**Work to do:** Exactly the lines from the line that has "Target: gold crest emblem" through the final line below are to be retyped, and the pictures are not.

[start]

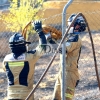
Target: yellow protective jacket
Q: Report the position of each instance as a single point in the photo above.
(20, 73)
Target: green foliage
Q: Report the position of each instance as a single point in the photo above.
(21, 12)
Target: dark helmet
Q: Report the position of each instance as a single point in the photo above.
(79, 21)
(17, 43)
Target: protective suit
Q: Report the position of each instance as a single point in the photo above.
(73, 48)
(20, 65)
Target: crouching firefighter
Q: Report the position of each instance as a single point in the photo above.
(73, 48)
(20, 64)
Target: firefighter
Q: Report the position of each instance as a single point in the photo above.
(73, 48)
(20, 64)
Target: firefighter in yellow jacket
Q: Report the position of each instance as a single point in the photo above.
(73, 48)
(20, 64)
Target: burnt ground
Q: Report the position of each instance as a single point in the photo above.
(87, 88)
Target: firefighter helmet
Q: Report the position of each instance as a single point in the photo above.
(79, 21)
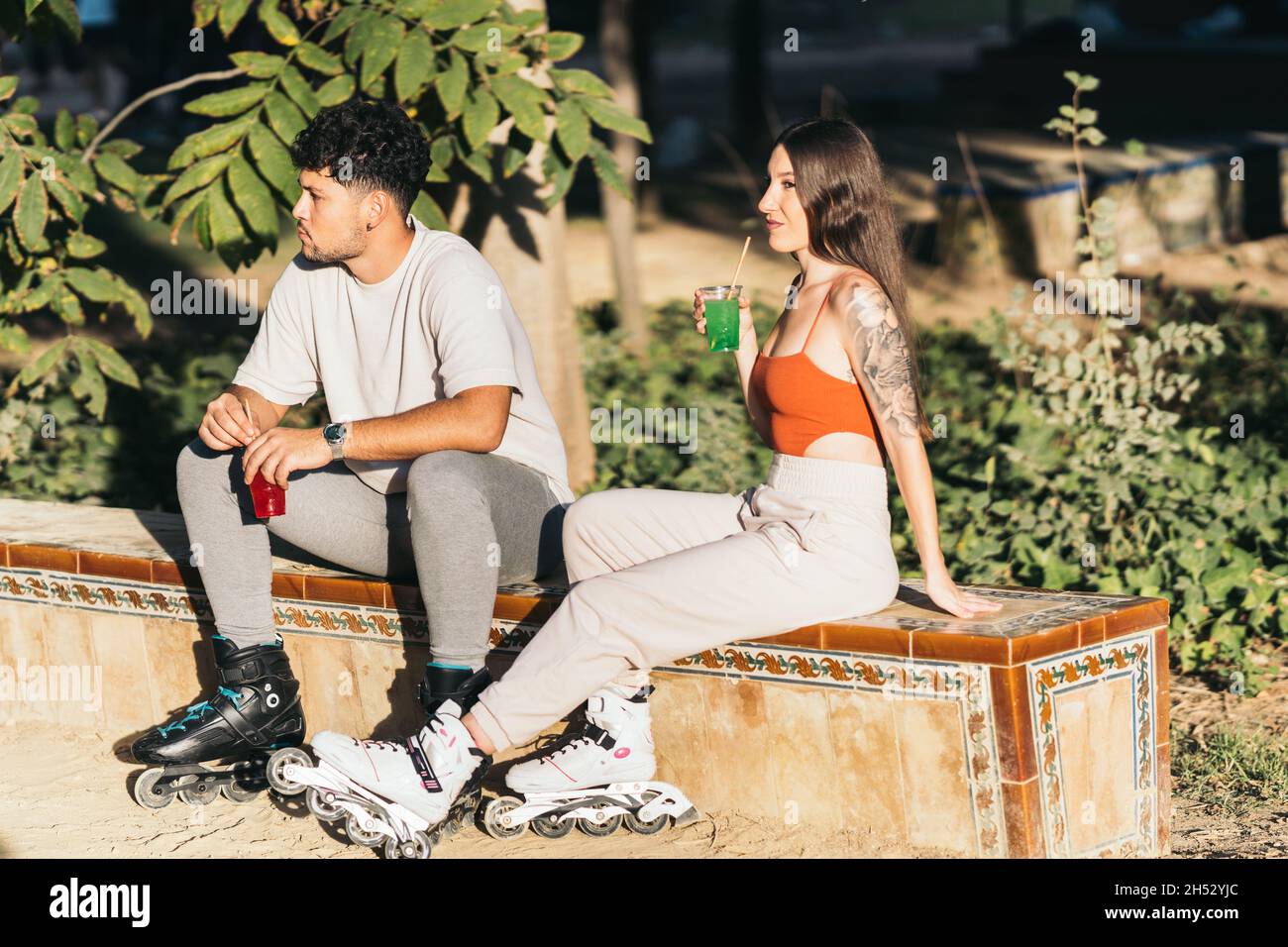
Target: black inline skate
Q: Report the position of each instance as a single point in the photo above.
(256, 711)
(372, 819)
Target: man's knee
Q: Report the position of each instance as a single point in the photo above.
(198, 464)
(443, 479)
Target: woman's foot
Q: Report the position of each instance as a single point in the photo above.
(614, 746)
(425, 774)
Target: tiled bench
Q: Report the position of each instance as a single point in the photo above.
(1039, 731)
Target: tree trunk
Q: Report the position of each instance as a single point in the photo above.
(527, 248)
(614, 43)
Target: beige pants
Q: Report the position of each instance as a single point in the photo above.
(662, 574)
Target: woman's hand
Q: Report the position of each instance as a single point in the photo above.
(746, 328)
(965, 604)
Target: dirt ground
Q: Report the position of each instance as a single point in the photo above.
(69, 797)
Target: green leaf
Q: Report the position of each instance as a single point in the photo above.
(67, 17)
(284, 118)
(481, 116)
(382, 43)
(231, 102)
(72, 204)
(524, 102)
(11, 176)
(613, 116)
(64, 131)
(226, 230)
(451, 85)
(344, 20)
(231, 14)
(40, 367)
(259, 64)
(209, 142)
(299, 89)
(89, 382)
(95, 285)
(313, 56)
(185, 208)
(459, 13)
(559, 175)
(415, 64)
(428, 211)
(13, 338)
(562, 46)
(581, 81)
(477, 161)
(254, 200)
(84, 247)
(477, 38)
(277, 24)
(442, 150)
(204, 12)
(274, 162)
(31, 211)
(605, 166)
(111, 361)
(572, 127)
(336, 90)
(413, 9)
(200, 174)
(68, 308)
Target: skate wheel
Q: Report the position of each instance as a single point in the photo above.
(417, 847)
(275, 770)
(362, 836)
(245, 784)
(497, 821)
(640, 827)
(320, 806)
(548, 827)
(149, 791)
(204, 791)
(599, 830)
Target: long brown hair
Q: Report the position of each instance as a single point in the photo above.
(849, 215)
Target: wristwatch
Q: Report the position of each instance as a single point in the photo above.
(335, 436)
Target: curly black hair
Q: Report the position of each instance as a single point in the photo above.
(385, 149)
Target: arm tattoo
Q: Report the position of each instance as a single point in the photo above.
(874, 328)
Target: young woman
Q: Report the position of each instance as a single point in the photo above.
(658, 574)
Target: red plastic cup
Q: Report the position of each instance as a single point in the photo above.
(268, 497)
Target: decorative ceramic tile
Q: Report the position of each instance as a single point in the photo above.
(1127, 659)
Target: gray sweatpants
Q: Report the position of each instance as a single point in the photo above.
(467, 523)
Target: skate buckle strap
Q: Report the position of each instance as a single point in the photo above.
(426, 774)
(597, 735)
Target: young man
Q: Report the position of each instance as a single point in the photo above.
(442, 460)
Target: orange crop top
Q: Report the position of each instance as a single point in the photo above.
(805, 402)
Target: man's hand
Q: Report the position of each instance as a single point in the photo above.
(226, 424)
(279, 451)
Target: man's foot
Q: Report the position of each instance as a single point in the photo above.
(428, 775)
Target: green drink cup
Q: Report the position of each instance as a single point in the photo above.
(720, 309)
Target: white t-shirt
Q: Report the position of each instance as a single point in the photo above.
(439, 324)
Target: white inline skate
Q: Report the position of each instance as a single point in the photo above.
(400, 795)
(597, 780)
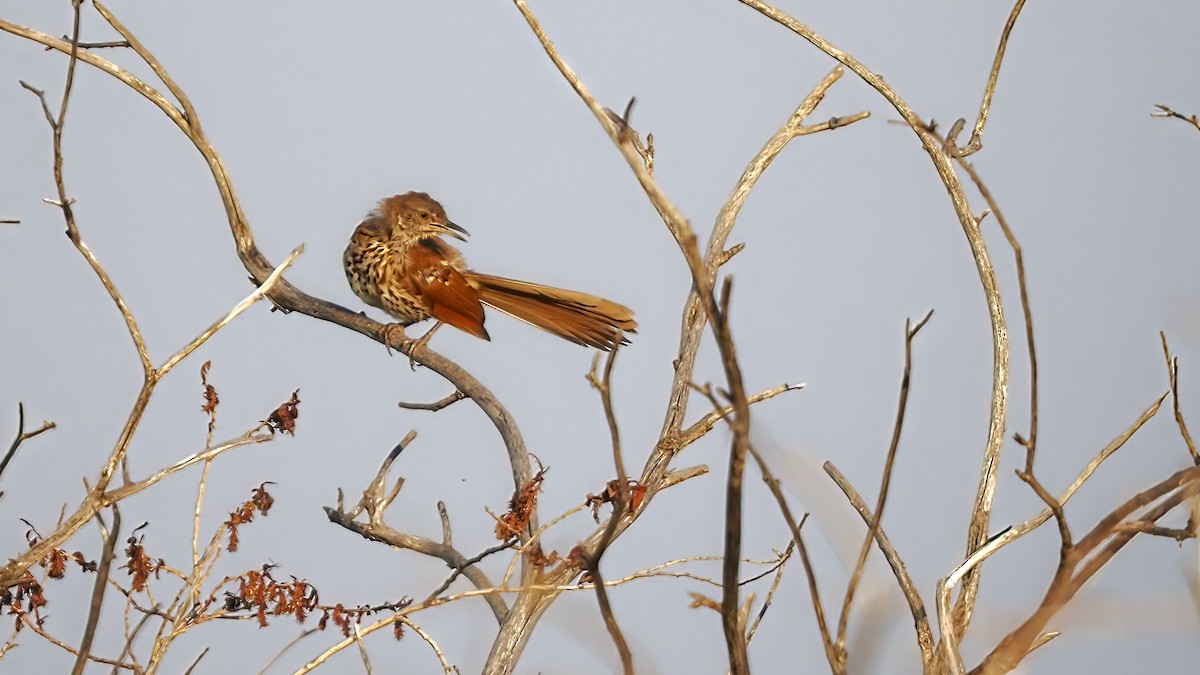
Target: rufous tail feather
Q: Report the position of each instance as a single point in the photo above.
(579, 317)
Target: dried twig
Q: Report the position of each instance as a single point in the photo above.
(910, 333)
(619, 505)
(1165, 112)
(976, 142)
(982, 512)
(916, 607)
(97, 592)
(22, 435)
(454, 398)
(1173, 374)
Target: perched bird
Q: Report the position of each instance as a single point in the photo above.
(397, 261)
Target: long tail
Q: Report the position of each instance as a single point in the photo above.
(579, 317)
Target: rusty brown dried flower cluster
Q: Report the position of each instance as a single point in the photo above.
(139, 565)
(285, 417)
(521, 508)
(636, 494)
(210, 395)
(261, 501)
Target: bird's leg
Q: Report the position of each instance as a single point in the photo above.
(391, 338)
(406, 344)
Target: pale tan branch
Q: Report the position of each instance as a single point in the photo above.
(982, 512)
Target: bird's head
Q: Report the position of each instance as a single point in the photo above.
(415, 215)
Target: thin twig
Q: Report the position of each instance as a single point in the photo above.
(771, 593)
(985, 106)
(1173, 372)
(985, 493)
(197, 662)
(916, 607)
(97, 591)
(621, 502)
(22, 435)
(454, 398)
(1165, 112)
(437, 651)
(910, 333)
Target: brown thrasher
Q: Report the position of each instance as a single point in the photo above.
(396, 261)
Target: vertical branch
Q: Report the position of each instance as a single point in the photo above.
(619, 503)
(990, 89)
(1031, 441)
(22, 436)
(910, 333)
(1173, 374)
(981, 517)
(97, 591)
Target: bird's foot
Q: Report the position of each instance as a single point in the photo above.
(406, 344)
(394, 336)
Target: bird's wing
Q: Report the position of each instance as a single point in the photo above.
(444, 291)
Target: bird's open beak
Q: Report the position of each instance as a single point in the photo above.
(450, 230)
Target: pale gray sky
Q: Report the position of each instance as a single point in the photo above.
(318, 111)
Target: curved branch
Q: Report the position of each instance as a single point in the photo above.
(981, 517)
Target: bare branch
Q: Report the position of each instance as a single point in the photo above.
(916, 607)
(1173, 372)
(22, 435)
(886, 482)
(97, 592)
(982, 512)
(454, 398)
(1165, 112)
(985, 106)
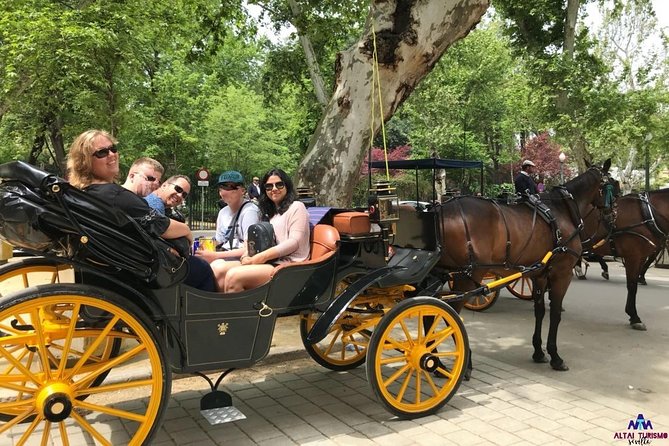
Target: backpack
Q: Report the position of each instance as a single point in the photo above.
(260, 237)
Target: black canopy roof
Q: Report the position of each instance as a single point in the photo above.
(427, 163)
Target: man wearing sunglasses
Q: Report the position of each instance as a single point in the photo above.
(233, 220)
(144, 176)
(170, 194)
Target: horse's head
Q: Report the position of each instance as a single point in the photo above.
(591, 188)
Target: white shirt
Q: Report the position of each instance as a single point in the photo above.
(249, 214)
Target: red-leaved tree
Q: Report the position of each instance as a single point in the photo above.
(394, 154)
(545, 154)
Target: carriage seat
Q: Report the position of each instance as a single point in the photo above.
(324, 241)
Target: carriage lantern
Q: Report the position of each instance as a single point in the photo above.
(383, 203)
(307, 196)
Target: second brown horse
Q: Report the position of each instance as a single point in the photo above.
(480, 235)
(640, 230)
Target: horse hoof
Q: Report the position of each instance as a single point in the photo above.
(540, 359)
(560, 367)
(639, 326)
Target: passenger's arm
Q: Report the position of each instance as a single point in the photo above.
(177, 229)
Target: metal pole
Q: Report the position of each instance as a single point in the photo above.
(647, 170)
(648, 137)
(202, 207)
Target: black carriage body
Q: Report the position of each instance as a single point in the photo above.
(208, 330)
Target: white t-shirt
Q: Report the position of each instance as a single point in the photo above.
(249, 215)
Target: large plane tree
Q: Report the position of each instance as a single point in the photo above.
(410, 36)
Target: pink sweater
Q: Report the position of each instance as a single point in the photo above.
(292, 233)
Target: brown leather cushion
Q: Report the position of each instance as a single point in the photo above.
(324, 241)
(352, 223)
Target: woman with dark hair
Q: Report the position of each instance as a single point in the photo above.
(93, 165)
(290, 220)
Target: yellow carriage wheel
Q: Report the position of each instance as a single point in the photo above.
(521, 288)
(417, 357)
(30, 271)
(345, 346)
(484, 301)
(51, 337)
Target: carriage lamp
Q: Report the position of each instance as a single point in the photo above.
(383, 203)
(306, 195)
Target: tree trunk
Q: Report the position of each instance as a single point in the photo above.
(411, 36)
(309, 54)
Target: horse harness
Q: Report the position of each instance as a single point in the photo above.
(544, 212)
(648, 220)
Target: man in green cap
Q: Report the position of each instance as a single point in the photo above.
(233, 220)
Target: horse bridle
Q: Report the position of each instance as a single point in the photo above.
(607, 212)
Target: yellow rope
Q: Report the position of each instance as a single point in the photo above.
(376, 83)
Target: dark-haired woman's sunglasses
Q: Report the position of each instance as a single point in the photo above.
(279, 185)
(104, 152)
(228, 186)
(180, 190)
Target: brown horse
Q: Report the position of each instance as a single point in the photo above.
(639, 232)
(480, 235)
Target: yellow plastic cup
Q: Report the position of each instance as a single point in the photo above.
(208, 245)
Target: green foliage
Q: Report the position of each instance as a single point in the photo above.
(473, 102)
(242, 134)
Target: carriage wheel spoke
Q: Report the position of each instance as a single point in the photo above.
(90, 429)
(113, 387)
(407, 333)
(38, 419)
(430, 381)
(404, 386)
(392, 378)
(63, 433)
(46, 434)
(118, 413)
(336, 333)
(110, 364)
(16, 420)
(19, 366)
(445, 334)
(68, 339)
(418, 382)
(93, 347)
(41, 343)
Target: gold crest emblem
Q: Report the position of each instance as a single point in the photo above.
(222, 328)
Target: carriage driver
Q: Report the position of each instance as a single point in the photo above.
(523, 182)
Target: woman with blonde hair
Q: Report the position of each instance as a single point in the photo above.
(290, 220)
(93, 166)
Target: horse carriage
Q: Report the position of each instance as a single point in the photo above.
(106, 316)
(371, 293)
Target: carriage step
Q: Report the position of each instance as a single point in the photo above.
(222, 415)
(216, 407)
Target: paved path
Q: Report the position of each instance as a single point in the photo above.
(298, 403)
(290, 400)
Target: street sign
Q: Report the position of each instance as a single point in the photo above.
(202, 174)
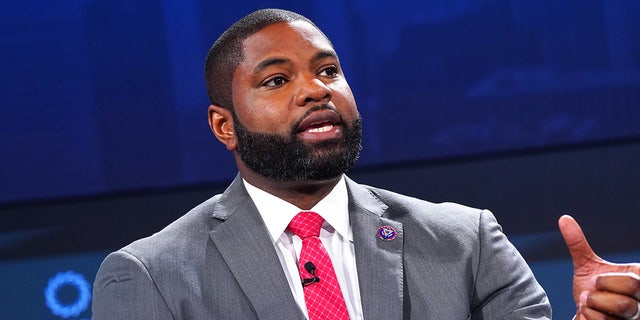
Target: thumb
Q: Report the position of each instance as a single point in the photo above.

[end]

**Output:**
Target: gold crest emblem
Q: Report the position of each instance as a single point in the photo above.
(222, 328)
Target: carriage driver
Q: Report the position of each instance as a single point in the photo above.
(523, 182)
Target: woman with blonde hair
Q: Report the position of each instance as a single point in the photo above.
(290, 220)
(93, 166)
Target: horse carriage
Q: Report the position of each instance as a single point in the photo above.
(106, 316)
(371, 293)
Target: carriage step
Q: Report the position of each instance as a single point in the photo above.
(222, 415)
(216, 407)
Target: paved path
Q: Report the position of each instance as a single point in the photo above.
(298, 403)
(290, 400)
Target: street sign
Q: Report the position of each instance as a single point in the photo above.
(202, 174)
Target: thumb
Q: Report the position of each instance as a single point in the photo above.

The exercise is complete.